(Saved data entries)
====================

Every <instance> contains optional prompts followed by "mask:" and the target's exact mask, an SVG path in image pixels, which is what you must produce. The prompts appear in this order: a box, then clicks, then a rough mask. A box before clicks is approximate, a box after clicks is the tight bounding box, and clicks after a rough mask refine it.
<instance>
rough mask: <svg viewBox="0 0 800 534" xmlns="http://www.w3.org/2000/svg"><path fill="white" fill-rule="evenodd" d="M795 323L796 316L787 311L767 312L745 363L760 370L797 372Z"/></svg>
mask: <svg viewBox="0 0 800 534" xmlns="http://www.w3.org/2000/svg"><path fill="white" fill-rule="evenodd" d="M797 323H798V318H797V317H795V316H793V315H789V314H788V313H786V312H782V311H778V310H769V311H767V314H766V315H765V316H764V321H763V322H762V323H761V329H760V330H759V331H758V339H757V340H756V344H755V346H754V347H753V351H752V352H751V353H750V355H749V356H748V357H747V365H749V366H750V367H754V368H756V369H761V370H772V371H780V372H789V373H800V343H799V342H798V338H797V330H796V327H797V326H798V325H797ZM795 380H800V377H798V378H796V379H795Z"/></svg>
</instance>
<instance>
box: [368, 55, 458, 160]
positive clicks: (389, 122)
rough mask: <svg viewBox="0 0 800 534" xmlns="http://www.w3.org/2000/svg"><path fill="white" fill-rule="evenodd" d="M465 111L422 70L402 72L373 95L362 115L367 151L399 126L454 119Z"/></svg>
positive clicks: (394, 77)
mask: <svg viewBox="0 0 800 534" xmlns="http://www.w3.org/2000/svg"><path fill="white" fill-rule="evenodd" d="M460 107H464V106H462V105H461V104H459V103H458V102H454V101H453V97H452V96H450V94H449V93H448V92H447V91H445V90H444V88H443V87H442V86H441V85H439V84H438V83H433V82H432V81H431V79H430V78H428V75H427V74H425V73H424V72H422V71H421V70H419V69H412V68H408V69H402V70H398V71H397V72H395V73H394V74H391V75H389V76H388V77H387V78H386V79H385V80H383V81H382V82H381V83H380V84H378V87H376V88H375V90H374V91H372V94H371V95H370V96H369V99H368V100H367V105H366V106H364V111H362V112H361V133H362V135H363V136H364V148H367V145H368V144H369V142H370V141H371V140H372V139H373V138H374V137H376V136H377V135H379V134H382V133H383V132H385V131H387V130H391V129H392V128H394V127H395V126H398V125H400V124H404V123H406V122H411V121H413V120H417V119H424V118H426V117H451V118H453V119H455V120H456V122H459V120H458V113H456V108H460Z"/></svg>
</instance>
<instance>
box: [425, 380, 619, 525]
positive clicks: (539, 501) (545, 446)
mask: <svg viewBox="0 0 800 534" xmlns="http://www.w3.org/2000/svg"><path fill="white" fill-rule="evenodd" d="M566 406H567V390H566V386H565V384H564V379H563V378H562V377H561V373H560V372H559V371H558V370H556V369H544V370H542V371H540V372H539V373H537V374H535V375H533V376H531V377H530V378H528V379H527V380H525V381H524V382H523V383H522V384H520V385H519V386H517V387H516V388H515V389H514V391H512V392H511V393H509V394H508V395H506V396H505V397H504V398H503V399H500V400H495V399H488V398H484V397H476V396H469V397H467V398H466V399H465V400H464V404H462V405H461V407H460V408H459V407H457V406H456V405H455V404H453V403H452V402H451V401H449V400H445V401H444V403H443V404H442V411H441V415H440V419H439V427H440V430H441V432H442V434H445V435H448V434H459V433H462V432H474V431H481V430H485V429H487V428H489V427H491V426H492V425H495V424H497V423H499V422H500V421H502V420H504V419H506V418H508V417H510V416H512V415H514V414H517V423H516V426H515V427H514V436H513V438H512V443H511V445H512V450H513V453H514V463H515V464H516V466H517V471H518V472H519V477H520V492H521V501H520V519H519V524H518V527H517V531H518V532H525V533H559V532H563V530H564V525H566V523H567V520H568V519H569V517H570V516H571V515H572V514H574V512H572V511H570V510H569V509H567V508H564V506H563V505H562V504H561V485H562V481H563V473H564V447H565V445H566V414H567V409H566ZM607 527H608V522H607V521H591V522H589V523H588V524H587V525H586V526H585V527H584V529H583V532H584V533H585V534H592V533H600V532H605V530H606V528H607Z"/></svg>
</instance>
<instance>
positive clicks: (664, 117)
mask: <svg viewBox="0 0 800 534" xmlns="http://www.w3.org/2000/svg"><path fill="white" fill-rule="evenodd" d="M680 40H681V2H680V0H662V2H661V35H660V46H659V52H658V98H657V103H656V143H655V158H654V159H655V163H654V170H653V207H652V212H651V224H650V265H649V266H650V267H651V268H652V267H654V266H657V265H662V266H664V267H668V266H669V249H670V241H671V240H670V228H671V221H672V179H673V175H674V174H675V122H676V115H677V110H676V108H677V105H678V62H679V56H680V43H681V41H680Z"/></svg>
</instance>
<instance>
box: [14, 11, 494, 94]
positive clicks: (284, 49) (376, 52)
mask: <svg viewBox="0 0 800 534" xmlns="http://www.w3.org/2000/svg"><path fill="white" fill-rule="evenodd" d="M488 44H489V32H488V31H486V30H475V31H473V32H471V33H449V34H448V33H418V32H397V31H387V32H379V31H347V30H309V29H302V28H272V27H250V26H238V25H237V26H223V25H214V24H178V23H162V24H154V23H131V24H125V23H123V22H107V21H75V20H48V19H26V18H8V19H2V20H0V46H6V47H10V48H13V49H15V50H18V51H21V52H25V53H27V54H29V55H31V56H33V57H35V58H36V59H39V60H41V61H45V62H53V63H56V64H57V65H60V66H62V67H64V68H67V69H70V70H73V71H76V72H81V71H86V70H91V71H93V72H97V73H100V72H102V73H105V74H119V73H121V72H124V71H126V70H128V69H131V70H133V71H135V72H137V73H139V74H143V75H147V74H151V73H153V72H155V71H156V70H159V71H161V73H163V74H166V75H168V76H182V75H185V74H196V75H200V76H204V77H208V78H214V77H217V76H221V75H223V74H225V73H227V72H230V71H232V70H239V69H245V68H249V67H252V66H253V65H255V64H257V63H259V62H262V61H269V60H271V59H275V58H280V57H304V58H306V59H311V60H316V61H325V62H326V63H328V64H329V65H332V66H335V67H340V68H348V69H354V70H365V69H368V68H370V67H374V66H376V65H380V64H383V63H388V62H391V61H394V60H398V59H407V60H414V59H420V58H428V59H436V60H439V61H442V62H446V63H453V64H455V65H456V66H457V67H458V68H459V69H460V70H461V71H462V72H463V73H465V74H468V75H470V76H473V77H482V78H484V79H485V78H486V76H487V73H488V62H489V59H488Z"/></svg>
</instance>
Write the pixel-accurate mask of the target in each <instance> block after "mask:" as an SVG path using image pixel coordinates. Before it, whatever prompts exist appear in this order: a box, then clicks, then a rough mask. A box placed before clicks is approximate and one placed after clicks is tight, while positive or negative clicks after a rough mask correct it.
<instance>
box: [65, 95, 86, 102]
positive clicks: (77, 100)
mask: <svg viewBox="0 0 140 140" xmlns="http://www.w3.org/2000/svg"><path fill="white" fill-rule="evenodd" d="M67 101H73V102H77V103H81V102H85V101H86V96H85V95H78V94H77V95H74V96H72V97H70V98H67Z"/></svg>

====================

• _What the task asks_: Please pick out every line in the items above that contains the word "positive" and copy each one in full.

• _Answer_:
positive clicks: (389, 122)
positive clicks: (394, 77)
positive clicks: (539, 501) (545, 446)
positive clicks: (664, 117)
positive clicks: (284, 49) (376, 52)
Write the pixel-accurate mask of the target in each <instance> block after "mask:" as an SVG path using image pixel coordinates. Before it, whatever prompts exist appear in this order: a box, then clicks, then a rough mask. A box placed before clicks is approximate and one placed after clicks is tight, while positive or negative clicks after a rough mask correct it.
positive clicks: (77, 100)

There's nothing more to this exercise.